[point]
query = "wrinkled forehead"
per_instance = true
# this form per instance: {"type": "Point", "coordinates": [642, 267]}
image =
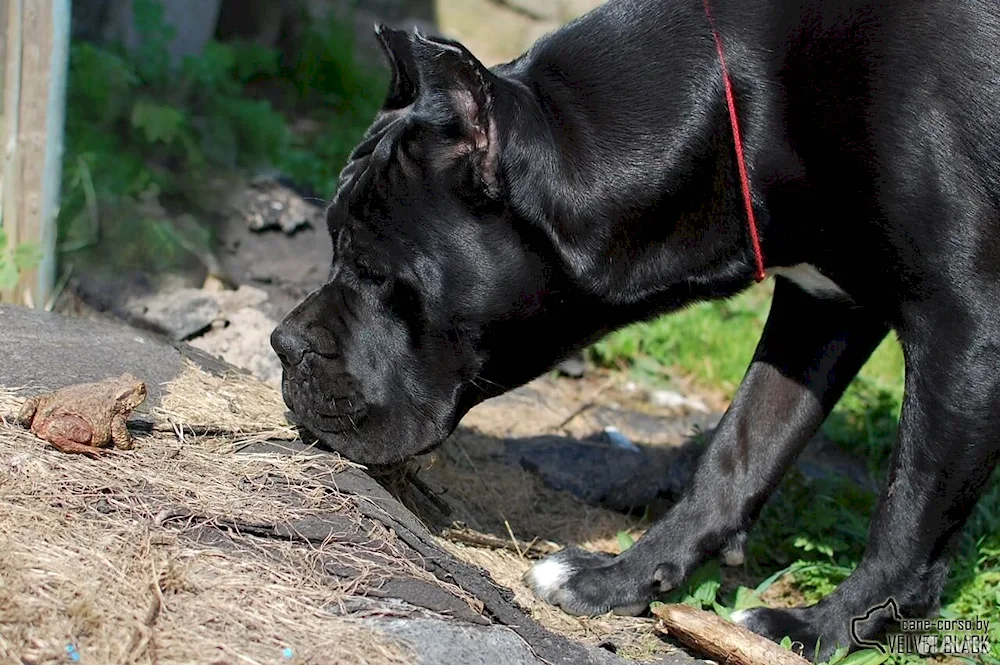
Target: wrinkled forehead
{"type": "Point", "coordinates": [387, 188]}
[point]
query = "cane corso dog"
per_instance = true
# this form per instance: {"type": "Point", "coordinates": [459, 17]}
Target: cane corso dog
{"type": "Point", "coordinates": [494, 220]}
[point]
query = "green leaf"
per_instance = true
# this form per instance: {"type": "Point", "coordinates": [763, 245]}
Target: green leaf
{"type": "Point", "coordinates": [9, 275]}
{"type": "Point", "coordinates": [837, 656]}
{"type": "Point", "coordinates": [723, 611]}
{"type": "Point", "coordinates": [746, 599]}
{"type": "Point", "coordinates": [706, 592]}
{"type": "Point", "coordinates": [27, 255]}
{"type": "Point", "coordinates": [160, 123]}
{"type": "Point", "coordinates": [798, 566]}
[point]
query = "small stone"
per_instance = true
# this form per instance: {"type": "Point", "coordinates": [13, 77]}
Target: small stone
{"type": "Point", "coordinates": [181, 314]}
{"type": "Point", "coordinates": [575, 367]}
{"type": "Point", "coordinates": [674, 400]}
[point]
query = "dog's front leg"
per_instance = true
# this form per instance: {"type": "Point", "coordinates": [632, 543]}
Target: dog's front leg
{"type": "Point", "coordinates": [810, 350]}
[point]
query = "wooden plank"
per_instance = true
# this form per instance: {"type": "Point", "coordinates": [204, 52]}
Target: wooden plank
{"type": "Point", "coordinates": [36, 58]}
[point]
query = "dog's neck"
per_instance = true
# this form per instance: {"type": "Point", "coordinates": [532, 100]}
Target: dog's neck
{"type": "Point", "coordinates": [590, 142]}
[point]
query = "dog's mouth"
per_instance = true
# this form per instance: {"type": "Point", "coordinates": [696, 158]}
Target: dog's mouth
{"type": "Point", "coordinates": [326, 406]}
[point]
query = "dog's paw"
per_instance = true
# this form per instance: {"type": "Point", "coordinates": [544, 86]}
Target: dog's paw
{"type": "Point", "coordinates": [797, 624]}
{"type": "Point", "coordinates": [585, 583]}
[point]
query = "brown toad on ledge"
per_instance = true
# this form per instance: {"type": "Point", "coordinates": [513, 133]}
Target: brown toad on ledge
{"type": "Point", "coordinates": [87, 417]}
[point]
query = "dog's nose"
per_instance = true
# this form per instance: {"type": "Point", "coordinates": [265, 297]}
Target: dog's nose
{"type": "Point", "coordinates": [290, 344]}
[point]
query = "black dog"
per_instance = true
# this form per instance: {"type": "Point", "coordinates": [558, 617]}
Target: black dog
{"type": "Point", "coordinates": [493, 221]}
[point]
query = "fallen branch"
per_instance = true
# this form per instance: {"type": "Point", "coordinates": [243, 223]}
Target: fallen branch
{"type": "Point", "coordinates": [721, 640]}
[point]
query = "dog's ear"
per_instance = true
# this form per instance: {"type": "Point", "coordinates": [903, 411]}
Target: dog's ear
{"type": "Point", "coordinates": [398, 48]}
{"type": "Point", "coordinates": [450, 73]}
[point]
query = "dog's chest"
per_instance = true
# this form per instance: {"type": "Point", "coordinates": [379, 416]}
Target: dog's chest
{"type": "Point", "coordinates": [811, 280]}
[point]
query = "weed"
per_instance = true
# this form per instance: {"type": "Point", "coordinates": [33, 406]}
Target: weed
{"type": "Point", "coordinates": [813, 530]}
{"type": "Point", "coordinates": [139, 127]}
{"type": "Point", "coordinates": [15, 261]}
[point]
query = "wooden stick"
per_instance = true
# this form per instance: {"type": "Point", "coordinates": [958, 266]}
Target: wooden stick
{"type": "Point", "coordinates": [721, 640]}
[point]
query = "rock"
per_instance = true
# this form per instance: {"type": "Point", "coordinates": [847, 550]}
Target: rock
{"type": "Point", "coordinates": [244, 341]}
{"type": "Point", "coordinates": [574, 367]}
{"type": "Point", "coordinates": [269, 205]}
{"type": "Point", "coordinates": [47, 351]}
{"type": "Point", "coordinates": [438, 642]}
{"type": "Point", "coordinates": [674, 400]}
{"type": "Point", "coordinates": [181, 314]}
{"type": "Point", "coordinates": [604, 474]}
{"type": "Point", "coordinates": [617, 439]}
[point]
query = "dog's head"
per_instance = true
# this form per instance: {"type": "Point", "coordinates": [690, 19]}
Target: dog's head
{"type": "Point", "coordinates": [439, 296]}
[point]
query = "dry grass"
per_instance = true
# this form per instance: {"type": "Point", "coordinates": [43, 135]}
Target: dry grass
{"type": "Point", "coordinates": [91, 554]}
{"type": "Point", "coordinates": [490, 495]}
{"type": "Point", "coordinates": [236, 403]}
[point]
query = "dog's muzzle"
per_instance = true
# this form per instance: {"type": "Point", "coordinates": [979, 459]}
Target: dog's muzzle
{"type": "Point", "coordinates": [314, 385]}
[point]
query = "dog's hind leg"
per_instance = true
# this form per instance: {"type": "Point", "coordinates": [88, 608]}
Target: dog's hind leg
{"type": "Point", "coordinates": [810, 350]}
{"type": "Point", "coordinates": [949, 442]}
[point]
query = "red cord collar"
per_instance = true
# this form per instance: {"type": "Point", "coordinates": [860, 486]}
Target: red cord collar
{"type": "Point", "coordinates": [738, 140]}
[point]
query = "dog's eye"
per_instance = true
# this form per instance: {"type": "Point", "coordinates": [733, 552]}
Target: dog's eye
{"type": "Point", "coordinates": [367, 272]}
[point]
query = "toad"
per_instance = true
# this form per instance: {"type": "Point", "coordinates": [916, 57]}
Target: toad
{"type": "Point", "coordinates": [85, 418]}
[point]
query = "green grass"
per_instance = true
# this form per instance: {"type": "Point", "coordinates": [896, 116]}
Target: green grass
{"type": "Point", "coordinates": [816, 527]}
{"type": "Point", "coordinates": [143, 137]}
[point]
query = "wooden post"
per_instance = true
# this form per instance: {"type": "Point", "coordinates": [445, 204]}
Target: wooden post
{"type": "Point", "coordinates": [34, 47]}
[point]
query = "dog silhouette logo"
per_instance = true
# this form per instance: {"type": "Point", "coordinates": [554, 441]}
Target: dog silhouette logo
{"type": "Point", "coordinates": [856, 622]}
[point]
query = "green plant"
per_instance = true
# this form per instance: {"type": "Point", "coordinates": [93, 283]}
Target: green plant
{"type": "Point", "coordinates": [138, 123]}
{"type": "Point", "coordinates": [15, 261]}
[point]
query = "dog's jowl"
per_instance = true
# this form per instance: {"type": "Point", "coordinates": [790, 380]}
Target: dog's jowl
{"type": "Point", "coordinates": [493, 221]}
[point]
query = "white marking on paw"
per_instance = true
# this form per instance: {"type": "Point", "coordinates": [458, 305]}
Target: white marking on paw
{"type": "Point", "coordinates": [810, 280]}
{"type": "Point", "coordinates": [548, 575]}
{"type": "Point", "coordinates": [733, 557]}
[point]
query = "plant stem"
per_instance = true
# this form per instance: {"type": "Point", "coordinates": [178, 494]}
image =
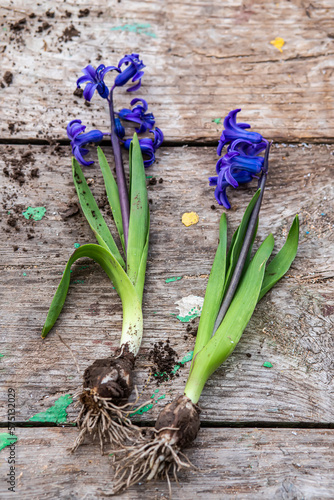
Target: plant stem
{"type": "Point", "coordinates": [120, 175]}
{"type": "Point", "coordinates": [244, 249]}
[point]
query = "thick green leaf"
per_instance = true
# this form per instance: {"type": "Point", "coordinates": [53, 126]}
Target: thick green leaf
{"type": "Point", "coordinates": [139, 213]}
{"type": "Point", "coordinates": [112, 193]}
{"type": "Point", "coordinates": [235, 321]}
{"type": "Point", "coordinates": [142, 266]}
{"type": "Point", "coordinates": [214, 290]}
{"type": "Point", "coordinates": [238, 239]}
{"type": "Point", "coordinates": [93, 214]}
{"type": "Point", "coordinates": [132, 315]}
{"type": "Point", "coordinates": [283, 260]}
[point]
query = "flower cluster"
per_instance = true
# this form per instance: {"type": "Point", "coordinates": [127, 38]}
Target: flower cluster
{"type": "Point", "coordinates": [241, 163]}
{"type": "Point", "coordinates": [130, 67]}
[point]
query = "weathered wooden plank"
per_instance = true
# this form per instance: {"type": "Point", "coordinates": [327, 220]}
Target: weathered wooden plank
{"type": "Point", "coordinates": [234, 463]}
{"type": "Point", "coordinates": [291, 327]}
{"type": "Point", "coordinates": [203, 58]}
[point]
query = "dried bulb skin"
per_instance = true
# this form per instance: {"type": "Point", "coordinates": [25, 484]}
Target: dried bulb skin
{"type": "Point", "coordinates": [111, 377]}
{"type": "Point", "coordinates": [184, 416]}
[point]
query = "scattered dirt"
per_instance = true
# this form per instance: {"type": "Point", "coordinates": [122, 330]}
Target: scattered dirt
{"type": "Point", "coordinates": [69, 33]}
{"type": "Point", "coordinates": [78, 92]}
{"type": "Point", "coordinates": [72, 209]}
{"type": "Point", "coordinates": [8, 77]}
{"type": "Point", "coordinates": [83, 12]}
{"type": "Point", "coordinates": [165, 359]}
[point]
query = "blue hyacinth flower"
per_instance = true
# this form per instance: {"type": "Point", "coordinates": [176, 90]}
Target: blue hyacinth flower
{"type": "Point", "coordinates": [75, 132]}
{"type": "Point", "coordinates": [132, 71]}
{"type": "Point", "coordinates": [148, 146]}
{"type": "Point", "coordinates": [95, 81]}
{"type": "Point", "coordinates": [138, 115]}
{"type": "Point", "coordinates": [233, 131]}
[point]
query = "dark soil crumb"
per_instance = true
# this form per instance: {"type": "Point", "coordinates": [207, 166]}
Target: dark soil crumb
{"type": "Point", "coordinates": [83, 13]}
{"type": "Point", "coordinates": [165, 359]}
{"type": "Point", "coordinates": [8, 77]}
{"type": "Point", "coordinates": [69, 33]}
{"type": "Point", "coordinates": [73, 209]}
{"type": "Point", "coordinates": [78, 92]}
{"type": "Point", "coordinates": [19, 25]}
{"type": "Point", "coordinates": [45, 25]}
{"type": "Point", "coordinates": [34, 173]}
{"type": "Point", "coordinates": [153, 181]}
{"type": "Point", "coordinates": [192, 329]}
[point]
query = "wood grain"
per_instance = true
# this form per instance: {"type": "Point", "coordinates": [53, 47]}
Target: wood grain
{"type": "Point", "coordinates": [291, 327]}
{"type": "Point", "coordinates": [234, 464]}
{"type": "Point", "coordinates": [203, 59]}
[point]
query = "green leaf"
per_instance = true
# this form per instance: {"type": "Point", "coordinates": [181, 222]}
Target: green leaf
{"type": "Point", "coordinates": [142, 266]}
{"type": "Point", "coordinates": [93, 214]}
{"type": "Point", "coordinates": [283, 260]}
{"type": "Point", "coordinates": [214, 290]}
{"type": "Point", "coordinates": [112, 193]}
{"type": "Point", "coordinates": [238, 239]}
{"type": "Point", "coordinates": [139, 213]}
{"type": "Point", "coordinates": [235, 321]}
{"type": "Point", "coordinates": [132, 315]}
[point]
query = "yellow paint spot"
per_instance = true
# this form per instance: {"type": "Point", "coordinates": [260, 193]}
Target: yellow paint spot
{"type": "Point", "coordinates": [278, 43]}
{"type": "Point", "coordinates": [190, 218]}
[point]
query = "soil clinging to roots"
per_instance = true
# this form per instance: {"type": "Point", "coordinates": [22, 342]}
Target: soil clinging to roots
{"type": "Point", "coordinates": [159, 453]}
{"type": "Point", "coordinates": [104, 412]}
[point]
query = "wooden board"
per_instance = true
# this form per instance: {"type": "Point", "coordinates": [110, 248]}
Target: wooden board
{"type": "Point", "coordinates": [234, 464]}
{"type": "Point", "coordinates": [203, 59]}
{"type": "Point", "coordinates": [291, 327]}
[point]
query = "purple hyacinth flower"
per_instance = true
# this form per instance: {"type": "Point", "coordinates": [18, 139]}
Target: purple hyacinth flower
{"type": "Point", "coordinates": [233, 162]}
{"type": "Point", "coordinates": [247, 148]}
{"type": "Point", "coordinates": [75, 132]}
{"type": "Point", "coordinates": [95, 81]}
{"type": "Point", "coordinates": [233, 130]}
{"type": "Point", "coordinates": [132, 71]}
{"type": "Point", "coordinates": [148, 146]}
{"type": "Point", "coordinates": [138, 115]}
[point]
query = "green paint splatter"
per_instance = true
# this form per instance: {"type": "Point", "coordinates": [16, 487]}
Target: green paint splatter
{"type": "Point", "coordinates": [189, 317]}
{"type": "Point", "coordinates": [56, 414]}
{"type": "Point", "coordinates": [7, 440]}
{"type": "Point", "coordinates": [174, 278]}
{"type": "Point", "coordinates": [139, 28]}
{"type": "Point", "coordinates": [142, 410]}
{"type": "Point", "coordinates": [36, 213]}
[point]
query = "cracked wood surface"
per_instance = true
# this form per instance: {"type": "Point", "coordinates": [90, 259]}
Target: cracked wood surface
{"type": "Point", "coordinates": [291, 327]}
{"type": "Point", "coordinates": [280, 464]}
{"type": "Point", "coordinates": [203, 59]}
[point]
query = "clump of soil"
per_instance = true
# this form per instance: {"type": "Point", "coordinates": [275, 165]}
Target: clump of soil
{"type": "Point", "coordinates": [8, 77]}
{"type": "Point", "coordinates": [165, 359]}
{"type": "Point", "coordinates": [69, 33]}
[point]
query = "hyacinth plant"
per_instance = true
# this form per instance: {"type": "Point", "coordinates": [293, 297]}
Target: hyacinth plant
{"type": "Point", "coordinates": [236, 284]}
{"type": "Point", "coordinates": [108, 382]}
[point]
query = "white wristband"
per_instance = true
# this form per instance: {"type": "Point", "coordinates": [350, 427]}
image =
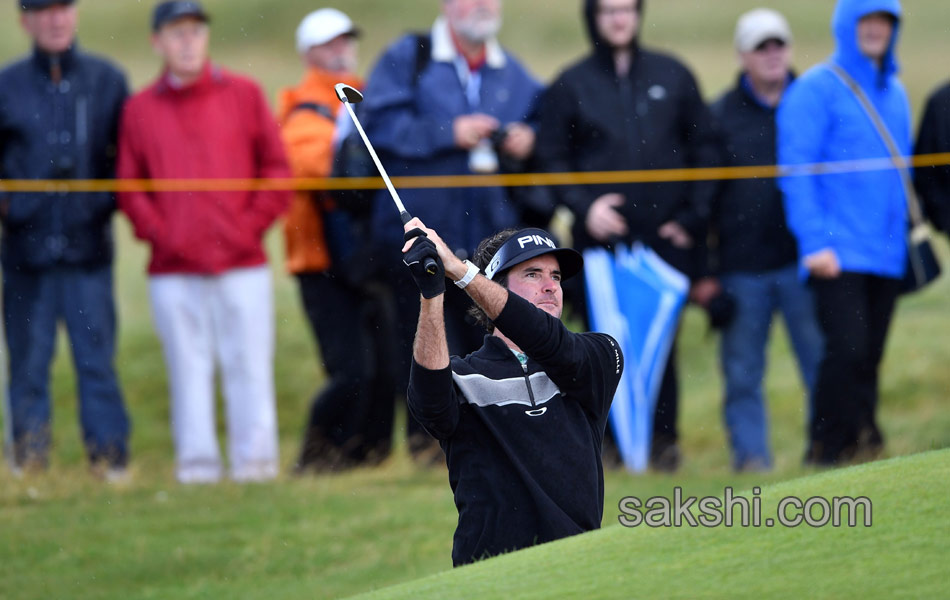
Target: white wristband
{"type": "Point", "coordinates": [469, 275]}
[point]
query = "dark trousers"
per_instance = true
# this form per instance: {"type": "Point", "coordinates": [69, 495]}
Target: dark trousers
{"type": "Point", "coordinates": [351, 417]}
{"type": "Point", "coordinates": [854, 312]}
{"type": "Point", "coordinates": [33, 303]}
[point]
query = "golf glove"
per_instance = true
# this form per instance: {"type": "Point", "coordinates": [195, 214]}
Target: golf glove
{"type": "Point", "coordinates": [430, 285]}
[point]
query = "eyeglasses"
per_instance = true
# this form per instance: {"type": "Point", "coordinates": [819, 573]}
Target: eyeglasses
{"type": "Point", "coordinates": [617, 11]}
{"type": "Point", "coordinates": [770, 44]}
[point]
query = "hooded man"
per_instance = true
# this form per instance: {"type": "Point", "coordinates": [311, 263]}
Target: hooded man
{"type": "Point", "coordinates": [625, 107]}
{"type": "Point", "coordinates": [59, 119]}
{"type": "Point", "coordinates": [850, 227]}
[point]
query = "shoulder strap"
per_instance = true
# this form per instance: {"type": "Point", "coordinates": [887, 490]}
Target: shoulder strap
{"type": "Point", "coordinates": [913, 207]}
{"type": "Point", "coordinates": [423, 55]}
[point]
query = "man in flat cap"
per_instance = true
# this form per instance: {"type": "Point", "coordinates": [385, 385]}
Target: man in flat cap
{"type": "Point", "coordinates": [209, 283]}
{"type": "Point", "coordinates": [59, 112]}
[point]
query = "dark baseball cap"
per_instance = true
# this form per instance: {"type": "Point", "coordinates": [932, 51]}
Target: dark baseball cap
{"type": "Point", "coordinates": [40, 4]}
{"type": "Point", "coordinates": [529, 243]}
{"type": "Point", "coordinates": [166, 12]}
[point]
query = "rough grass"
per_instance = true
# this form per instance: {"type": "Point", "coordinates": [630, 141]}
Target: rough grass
{"type": "Point", "coordinates": [64, 535]}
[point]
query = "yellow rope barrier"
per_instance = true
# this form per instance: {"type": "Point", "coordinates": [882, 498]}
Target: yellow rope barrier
{"type": "Point", "coordinates": [455, 181]}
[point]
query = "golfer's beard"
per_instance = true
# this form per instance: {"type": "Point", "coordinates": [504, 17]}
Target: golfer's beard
{"type": "Point", "coordinates": [478, 28]}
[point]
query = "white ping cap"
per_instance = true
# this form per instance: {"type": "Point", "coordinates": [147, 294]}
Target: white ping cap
{"type": "Point", "coordinates": [759, 25]}
{"type": "Point", "coordinates": [321, 26]}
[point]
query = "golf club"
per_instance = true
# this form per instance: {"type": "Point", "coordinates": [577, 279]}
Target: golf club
{"type": "Point", "coordinates": [349, 95]}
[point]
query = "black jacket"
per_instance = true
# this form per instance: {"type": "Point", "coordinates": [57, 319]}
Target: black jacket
{"type": "Point", "coordinates": [933, 183]}
{"type": "Point", "coordinates": [58, 131]}
{"type": "Point", "coordinates": [748, 225]}
{"type": "Point", "coordinates": [654, 118]}
{"type": "Point", "coordinates": [523, 447]}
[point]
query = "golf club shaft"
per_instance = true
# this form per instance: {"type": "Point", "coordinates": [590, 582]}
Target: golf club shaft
{"type": "Point", "coordinates": [430, 265]}
{"type": "Point", "coordinates": [403, 214]}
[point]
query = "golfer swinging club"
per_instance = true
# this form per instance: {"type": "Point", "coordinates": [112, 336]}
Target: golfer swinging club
{"type": "Point", "coordinates": [522, 419]}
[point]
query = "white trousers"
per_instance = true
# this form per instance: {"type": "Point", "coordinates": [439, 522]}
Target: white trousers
{"type": "Point", "coordinates": [228, 318]}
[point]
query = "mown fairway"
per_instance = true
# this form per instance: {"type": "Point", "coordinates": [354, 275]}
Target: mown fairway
{"type": "Point", "coordinates": [899, 550]}
{"type": "Point", "coordinates": [63, 535]}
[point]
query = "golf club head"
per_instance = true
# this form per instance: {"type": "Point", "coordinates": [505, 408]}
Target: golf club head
{"type": "Point", "coordinates": [348, 93]}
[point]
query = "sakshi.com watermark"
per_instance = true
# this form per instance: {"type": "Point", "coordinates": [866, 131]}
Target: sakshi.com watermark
{"type": "Point", "coordinates": [737, 510]}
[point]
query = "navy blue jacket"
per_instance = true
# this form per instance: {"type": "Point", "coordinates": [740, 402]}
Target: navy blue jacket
{"type": "Point", "coordinates": [861, 216]}
{"type": "Point", "coordinates": [523, 446]}
{"type": "Point", "coordinates": [410, 124]}
{"type": "Point", "coordinates": [58, 131]}
{"type": "Point", "coordinates": [748, 218]}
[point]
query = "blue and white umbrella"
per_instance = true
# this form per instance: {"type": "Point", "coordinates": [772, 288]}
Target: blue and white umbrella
{"type": "Point", "coordinates": [636, 297]}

____________

**Set exercise**.
Collect every line of the listing above that contains the word "stone". Case counts.

**Reply**.
query = "small stone"
Target: small stone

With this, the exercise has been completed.